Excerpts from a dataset

• • •

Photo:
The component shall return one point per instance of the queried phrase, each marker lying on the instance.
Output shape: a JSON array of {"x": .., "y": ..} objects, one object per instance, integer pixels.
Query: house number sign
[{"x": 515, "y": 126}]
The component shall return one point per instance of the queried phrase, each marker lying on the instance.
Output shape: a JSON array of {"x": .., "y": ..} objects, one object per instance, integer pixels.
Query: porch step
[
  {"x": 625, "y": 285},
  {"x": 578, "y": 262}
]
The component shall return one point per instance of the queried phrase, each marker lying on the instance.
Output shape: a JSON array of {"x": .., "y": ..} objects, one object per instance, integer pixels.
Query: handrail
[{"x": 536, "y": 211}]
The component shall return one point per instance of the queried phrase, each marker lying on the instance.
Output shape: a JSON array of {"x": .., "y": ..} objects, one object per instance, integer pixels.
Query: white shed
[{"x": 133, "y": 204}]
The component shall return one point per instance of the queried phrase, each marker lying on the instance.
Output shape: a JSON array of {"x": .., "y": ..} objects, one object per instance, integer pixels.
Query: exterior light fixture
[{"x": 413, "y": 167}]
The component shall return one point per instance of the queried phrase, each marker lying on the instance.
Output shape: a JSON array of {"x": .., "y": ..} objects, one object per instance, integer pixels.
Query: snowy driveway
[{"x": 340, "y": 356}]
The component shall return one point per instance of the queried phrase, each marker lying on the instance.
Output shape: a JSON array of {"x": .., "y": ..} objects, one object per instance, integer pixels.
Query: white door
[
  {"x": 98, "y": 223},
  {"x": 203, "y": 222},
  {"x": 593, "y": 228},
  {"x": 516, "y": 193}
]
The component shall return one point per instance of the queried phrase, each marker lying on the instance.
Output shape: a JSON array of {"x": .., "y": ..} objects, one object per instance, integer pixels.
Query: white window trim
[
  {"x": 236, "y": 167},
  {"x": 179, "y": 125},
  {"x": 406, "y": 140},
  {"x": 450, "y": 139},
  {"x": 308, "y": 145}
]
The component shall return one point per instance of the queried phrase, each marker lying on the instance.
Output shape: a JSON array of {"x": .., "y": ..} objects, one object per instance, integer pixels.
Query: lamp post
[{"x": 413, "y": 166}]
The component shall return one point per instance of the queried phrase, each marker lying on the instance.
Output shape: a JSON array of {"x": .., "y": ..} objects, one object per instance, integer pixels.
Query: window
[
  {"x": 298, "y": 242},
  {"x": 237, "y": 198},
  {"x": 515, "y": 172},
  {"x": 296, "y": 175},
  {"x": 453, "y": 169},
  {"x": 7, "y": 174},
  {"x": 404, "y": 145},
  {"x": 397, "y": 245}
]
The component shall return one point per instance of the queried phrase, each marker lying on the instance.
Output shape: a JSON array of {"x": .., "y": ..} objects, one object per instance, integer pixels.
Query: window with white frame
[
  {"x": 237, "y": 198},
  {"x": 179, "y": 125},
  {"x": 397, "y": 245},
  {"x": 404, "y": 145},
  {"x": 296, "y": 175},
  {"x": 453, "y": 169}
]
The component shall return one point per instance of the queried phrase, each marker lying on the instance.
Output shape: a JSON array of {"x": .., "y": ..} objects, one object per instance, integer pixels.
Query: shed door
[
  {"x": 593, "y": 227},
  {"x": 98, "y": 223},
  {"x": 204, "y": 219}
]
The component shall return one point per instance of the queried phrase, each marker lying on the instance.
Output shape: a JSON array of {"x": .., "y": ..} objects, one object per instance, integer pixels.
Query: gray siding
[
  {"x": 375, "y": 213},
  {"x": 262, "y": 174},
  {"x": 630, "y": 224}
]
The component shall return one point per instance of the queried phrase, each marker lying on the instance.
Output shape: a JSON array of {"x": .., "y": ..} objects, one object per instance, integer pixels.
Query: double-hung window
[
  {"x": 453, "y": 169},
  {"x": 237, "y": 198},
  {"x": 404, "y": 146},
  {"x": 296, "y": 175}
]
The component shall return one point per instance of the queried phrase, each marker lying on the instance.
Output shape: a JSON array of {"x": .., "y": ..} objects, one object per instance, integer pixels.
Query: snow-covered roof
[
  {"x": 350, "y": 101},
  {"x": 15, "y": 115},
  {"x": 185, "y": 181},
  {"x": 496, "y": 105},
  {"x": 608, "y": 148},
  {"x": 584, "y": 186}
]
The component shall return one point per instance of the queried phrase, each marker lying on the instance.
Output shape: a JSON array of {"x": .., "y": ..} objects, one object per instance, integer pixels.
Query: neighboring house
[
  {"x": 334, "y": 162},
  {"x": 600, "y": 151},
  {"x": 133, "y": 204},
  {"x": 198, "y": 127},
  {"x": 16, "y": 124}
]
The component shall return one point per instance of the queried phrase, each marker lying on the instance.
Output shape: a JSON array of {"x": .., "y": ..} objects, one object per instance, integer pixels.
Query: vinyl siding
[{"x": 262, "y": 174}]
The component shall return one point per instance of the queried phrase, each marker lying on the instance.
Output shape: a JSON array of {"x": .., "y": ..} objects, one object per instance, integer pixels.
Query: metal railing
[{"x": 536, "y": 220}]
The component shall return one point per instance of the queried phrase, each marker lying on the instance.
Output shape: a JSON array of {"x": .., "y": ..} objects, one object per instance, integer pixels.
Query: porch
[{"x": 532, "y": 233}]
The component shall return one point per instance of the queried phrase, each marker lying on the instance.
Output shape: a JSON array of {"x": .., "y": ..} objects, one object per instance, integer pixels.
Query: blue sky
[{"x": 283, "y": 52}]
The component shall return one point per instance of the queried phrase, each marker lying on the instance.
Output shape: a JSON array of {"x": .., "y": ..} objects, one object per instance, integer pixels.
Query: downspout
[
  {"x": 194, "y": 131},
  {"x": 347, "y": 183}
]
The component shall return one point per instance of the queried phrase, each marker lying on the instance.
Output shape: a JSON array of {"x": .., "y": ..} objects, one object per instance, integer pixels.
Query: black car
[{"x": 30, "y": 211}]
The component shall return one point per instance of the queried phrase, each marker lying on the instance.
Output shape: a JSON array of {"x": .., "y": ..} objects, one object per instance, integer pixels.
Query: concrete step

• • •

[What you are asked to do]: Exactly as they stand above, write out the entries.

[Response for this exercise]:
Photo:
The component shall return one point per instance of the queried phrase, each marker lying on the instance.
Output shape: a JSON array of {"x": .., "y": ..} objects, one object per instance, integer pixels.
Query: house number sign
[{"x": 515, "y": 126}]
The component shall return one point per instance of the queried phrase, each marker lying on the instance.
Output shape: a JSON array of {"x": .., "y": ..} objects, one object per instance, integer pixels.
Query: porch step
[
  {"x": 625, "y": 285},
  {"x": 578, "y": 262}
]
The component shall return one point per instance of the queried phrase, each marker lying on the instance.
Output shape: a JSON array of {"x": .., "y": ..} objects, one object per instance, integer pixels.
Query: handrail
[{"x": 536, "y": 211}]
The component shall return one point per instance of the queried phrase, each marker lying on the instance.
Output shape: a JSON array of {"x": .., "y": ..} objects, one object per instance, integer pixels.
Query: white shed
[{"x": 133, "y": 204}]
The component shall return one point per instance of the queried phrase, each marker lying on the instance.
Output shape: a JSON array of {"x": .., "y": ..} objects, one object per instance, integer pixels.
Query: exterior light fixture
[{"x": 413, "y": 167}]
The component shall return one point per instance of the queried phrase, each marker lying on the instance.
Output shape: a JSON array of {"x": .., "y": ..} objects, one object per instance, integer pixels.
Query: snowy driveway
[{"x": 340, "y": 356}]
The component shall return one point per instance of the queried phrase, each marker lying on the instance.
Output shape: a JSON array of {"x": .., "y": ..} objects, one object per instance, integer pixels.
Query: white door
[
  {"x": 98, "y": 223},
  {"x": 203, "y": 222},
  {"x": 593, "y": 228},
  {"x": 516, "y": 193}
]
The component shall return one point per instance of the queried phrase, each marker lying on the instance.
Output shape: a JSON array of {"x": .., "y": ..} objects, one object per instance, integer pixels.
Query: white window trim
[
  {"x": 236, "y": 167},
  {"x": 179, "y": 125},
  {"x": 406, "y": 140},
  {"x": 450, "y": 139},
  {"x": 308, "y": 145}
]
The component shall return one point per instance of the queried phrase, each marker lying on the instance.
Output shape: a JSON array of {"x": .., "y": ..} objects, one object per instance, integer pixels.
Query: lamp post
[{"x": 413, "y": 166}]
The component shall return one point per instance of the queried phrase, each marker lying on the instance.
Output shape: a JSON array of {"x": .., "y": ..} objects, one object per instance, integer pixels.
Query: window
[
  {"x": 298, "y": 242},
  {"x": 237, "y": 198},
  {"x": 515, "y": 172},
  {"x": 296, "y": 175},
  {"x": 453, "y": 169},
  {"x": 7, "y": 174},
  {"x": 404, "y": 145},
  {"x": 397, "y": 245}
]
The component shall return one point per instance of the queried phrase, each marker lying on the instance.
Output shape: a JSON array of {"x": .., "y": ..} objects, one object per instance, integer pixels.
Query: window with white frame
[
  {"x": 237, "y": 198},
  {"x": 179, "y": 125},
  {"x": 397, "y": 245},
  {"x": 404, "y": 145},
  {"x": 296, "y": 175},
  {"x": 453, "y": 169}
]
The component shall return one point per instance of the queried phrase, each marker lying on the instance.
Output shape: a JSON array of {"x": .., "y": ..} objects, one object per instance, integer pixels.
Query: shed door
[
  {"x": 593, "y": 227},
  {"x": 98, "y": 223},
  {"x": 204, "y": 219}
]
The component shall return one point per instance of the queried phrase, each marker lying on the instance.
Output shape: a JSON array of {"x": .., "y": ..} objects, one object per instance, integer pixels.
Query: gray siding
[
  {"x": 375, "y": 213},
  {"x": 262, "y": 174},
  {"x": 630, "y": 224}
]
The component shall return one point per instance of the queried phrase, each marker lying on the instance.
Output shape: a JSON array of {"x": .., "y": ..} objects, one object per instance, integer pixels.
Query: double-hung window
[
  {"x": 453, "y": 169},
  {"x": 237, "y": 198},
  {"x": 404, "y": 146},
  {"x": 296, "y": 175}
]
The component shall return one point per instance of the queried phrase, each marker lying on the instance.
Output shape: a JSON array of {"x": .., "y": ..} objects, one object per instance, integer pixels.
Query: snow-covered roof
[
  {"x": 350, "y": 101},
  {"x": 15, "y": 115},
  {"x": 185, "y": 181},
  {"x": 496, "y": 105},
  {"x": 608, "y": 148},
  {"x": 584, "y": 186}
]
The component shall return one point per instance of the queried phrase, each marker lying on the instance.
Output shape: a JSON array of {"x": .., "y": ..} objects, one object per instance, integer pixels.
Query: neighboring house
[
  {"x": 334, "y": 162},
  {"x": 600, "y": 151},
  {"x": 133, "y": 204},
  {"x": 198, "y": 127},
  {"x": 16, "y": 124}
]
The component shall return one point per instance of the queried phrase, each marker lying on the instance.
Output shape: a JSON array of {"x": .., "y": ..} objects, one object per instance, integer pixels.
Query: vinyl siding
[{"x": 262, "y": 174}]
The component shall return one point per instance of the queried phrase, each marker lying on the instance.
Output shape: a JSON array of {"x": .., "y": ..} objects, one object per instance, integer pixels.
Query: metal railing
[{"x": 536, "y": 220}]
The component shall return one point per instance of the queried phrase, each marker lying on the instance.
Output shape: a JSON array of {"x": .., "y": ..} objects, one object per instance, integer pixels.
Query: porch
[{"x": 532, "y": 233}]
The component shall return one point per instance of the queried phrase, each marker lying on the instance.
Output shape: a JSON array of {"x": .., "y": ..} objects, one object per instance, integer pixels.
Query: blue sky
[{"x": 283, "y": 52}]
The component shall return one point per instance of the queried phrase, each marker lying on the instance.
Output shape: a JSON array of {"x": .., "y": ..} objects, one object per instance, integer pixels.
Query: downspout
[
  {"x": 194, "y": 131},
  {"x": 347, "y": 183}
]
The component shall return one point per instance of the queried phrase, each marker lying on the instance.
Output shape: a JSON array of {"x": .., "y": ..} objects, one object per instance, integer pixels.
Query: black car
[{"x": 30, "y": 211}]
The component shall return one point per instance of the queried phrase, each marker lying on the instance.
Output shape: a JSON array of {"x": .., "y": ..} objects, one object per instance, integer pixels.
Query: concrete step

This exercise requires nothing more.